● **EXERCISES**
A) Copy the post on describing key-value pairs between "Posted to mapreduce-user@hadoop.apache.org" and "my key-value pairs.", inclusive.
B) Extend the post on describing key-value pairs, picking up after its final sentence.

You are viewing a plain text version of this content. The canonical link for it is here.
Posted to mapreduce-user@hadoop.apache.org by Clarence Gardner <cl...@gmail.com> on 2010/09/08 06:50:54 UTC

Describing key value pairs

I'm writing my first m/r program, and seem to be having problems describing
the types of my key-value pairs.

I have this mapper
    public static class Map
      extends Mapper<LongWritable, Text, Text, CensusData>
and this reducer
    public static class Reduce
      extends Reducer<Text, CensusData, Text, IntWritable>

and this in my run() method
    job.setMapperClass(Map.class);
    job.setReducerClass(Reduce.class);

    job.setOutputKeyClass(Text.class);
    job.setOutputValueClass(IntWritable.class);

I'm assuming that the types given to setOutput...Class should be the types
output by the reducer. There doesn't seem to be a way to tell the Context
object what the types are. Unfortunately, all the examples I see on the web
output the same types from both the mapper and reducer.

● **PROVIDED DATA**
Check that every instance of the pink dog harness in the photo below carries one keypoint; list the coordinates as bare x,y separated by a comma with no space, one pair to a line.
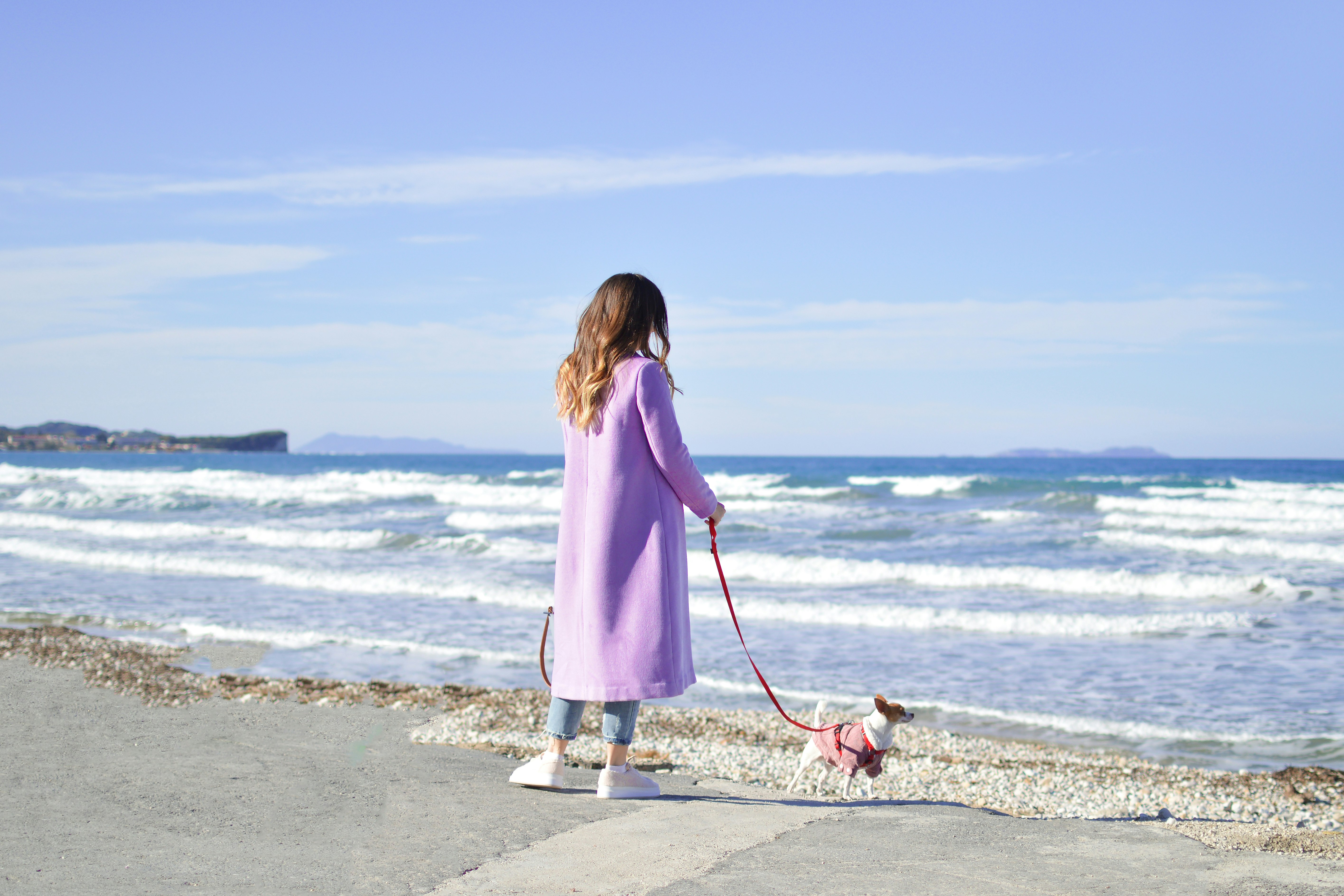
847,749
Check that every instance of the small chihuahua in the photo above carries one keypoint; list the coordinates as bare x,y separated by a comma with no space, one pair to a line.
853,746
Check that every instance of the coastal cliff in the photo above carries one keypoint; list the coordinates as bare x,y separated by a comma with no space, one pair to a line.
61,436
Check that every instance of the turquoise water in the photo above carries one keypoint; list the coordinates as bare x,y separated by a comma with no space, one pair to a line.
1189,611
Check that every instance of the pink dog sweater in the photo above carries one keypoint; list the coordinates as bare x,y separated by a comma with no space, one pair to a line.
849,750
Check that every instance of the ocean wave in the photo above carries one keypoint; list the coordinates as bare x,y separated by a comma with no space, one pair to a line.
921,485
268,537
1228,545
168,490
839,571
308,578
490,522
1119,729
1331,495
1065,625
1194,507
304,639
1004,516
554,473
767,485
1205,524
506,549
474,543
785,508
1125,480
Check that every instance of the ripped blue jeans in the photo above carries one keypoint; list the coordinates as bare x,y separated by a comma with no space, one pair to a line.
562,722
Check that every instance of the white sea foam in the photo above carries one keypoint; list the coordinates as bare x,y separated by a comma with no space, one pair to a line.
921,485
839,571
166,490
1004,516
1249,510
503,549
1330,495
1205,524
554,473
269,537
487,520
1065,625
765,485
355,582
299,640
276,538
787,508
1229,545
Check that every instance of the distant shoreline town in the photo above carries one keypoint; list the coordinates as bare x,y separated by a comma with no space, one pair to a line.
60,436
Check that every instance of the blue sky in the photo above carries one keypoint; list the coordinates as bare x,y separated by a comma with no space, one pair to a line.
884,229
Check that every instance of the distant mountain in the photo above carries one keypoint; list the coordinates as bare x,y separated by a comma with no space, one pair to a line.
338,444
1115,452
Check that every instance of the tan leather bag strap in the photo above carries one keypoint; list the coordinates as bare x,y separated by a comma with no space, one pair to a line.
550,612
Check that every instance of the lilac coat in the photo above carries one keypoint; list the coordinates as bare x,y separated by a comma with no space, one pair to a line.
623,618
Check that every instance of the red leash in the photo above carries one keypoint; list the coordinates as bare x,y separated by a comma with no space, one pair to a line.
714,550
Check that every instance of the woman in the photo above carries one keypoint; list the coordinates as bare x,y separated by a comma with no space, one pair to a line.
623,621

==

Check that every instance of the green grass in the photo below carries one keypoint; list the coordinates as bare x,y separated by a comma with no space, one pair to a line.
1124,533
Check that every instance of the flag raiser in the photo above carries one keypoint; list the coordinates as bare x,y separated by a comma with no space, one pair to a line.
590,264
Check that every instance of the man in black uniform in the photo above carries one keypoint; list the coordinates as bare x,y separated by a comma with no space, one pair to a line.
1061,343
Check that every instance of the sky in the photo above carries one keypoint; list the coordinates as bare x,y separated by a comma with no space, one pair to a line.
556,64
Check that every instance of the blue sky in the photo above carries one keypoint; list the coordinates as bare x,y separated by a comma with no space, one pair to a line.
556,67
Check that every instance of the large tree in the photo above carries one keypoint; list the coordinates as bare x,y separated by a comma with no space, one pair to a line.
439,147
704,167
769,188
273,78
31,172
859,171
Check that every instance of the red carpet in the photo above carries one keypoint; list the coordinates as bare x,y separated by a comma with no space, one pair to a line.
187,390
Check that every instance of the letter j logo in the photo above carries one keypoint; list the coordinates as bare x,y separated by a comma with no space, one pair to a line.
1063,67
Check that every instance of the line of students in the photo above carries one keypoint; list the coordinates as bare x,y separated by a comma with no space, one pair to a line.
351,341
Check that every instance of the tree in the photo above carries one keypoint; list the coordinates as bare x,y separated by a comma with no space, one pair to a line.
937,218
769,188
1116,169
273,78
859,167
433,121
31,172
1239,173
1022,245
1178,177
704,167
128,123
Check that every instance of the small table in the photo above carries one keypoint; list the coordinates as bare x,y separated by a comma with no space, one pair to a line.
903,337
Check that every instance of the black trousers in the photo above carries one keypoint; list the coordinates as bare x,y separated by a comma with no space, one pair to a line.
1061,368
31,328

● **ANSWERS IN ORDER**
A)
Posted to mapreduce-user@hadoop.apache.org by Clarence Gardner <cl...@gmail.com> on 2010/09/08 06:50:54 UTC

Describing key value pairs

I'm writing my first m/r program, and seem to be having problems describing
the types of my key-value pairs.

B)
I'm getting this error from my "context.write(county, cd)" statement in my
mapper:
java.io.IOException: Type mismatch in value from map: expected
org.apache.hadoop.io.IntWritable, recieved CensusData
at
org.apache.hadoop.mapred.MapTask$MapOutputBuffer.collect(MapTask.java:850)
at
org.apache.hadoop.mapred.MapTask$NewOutputCollector.write(MapTask.java:541)
at
org.apache.hadoop.mapreduce.TaskInputOutputContext.write(TaskInputOutputContext.java:80)
at CountyAgi$Map.map(CountyAgi.java:31)

I tried changing setOutputKeyClass to expect LongWritable instead of
IntWriteable, and the error changed correspondingly. So, how would I say
that the mapper outputs (Text, CensusData) and the reducer outputs (Text,
IntWritable)?

Re: Describing key value pairs

Posted by Clarence Gardner <cl...@gmail.com>.
Thanks! That got me going, and the program works now :)

On Tue, Sep 7, 2010 at 10:50 PM, Harsh J <qw...@gmail.com> wrote:

> There's jc.setMapOutput{Key, Value} methods you can use for this.
>
> Harsh J
> http://harshj.com
>
> On 8 Sep 2010 10:21, "Clarence Gardner" <cl...@gmail.com> wrote:
>
> I'm writing my first m/r program, and seem to be having problems describing
> the types of my key-value pairs.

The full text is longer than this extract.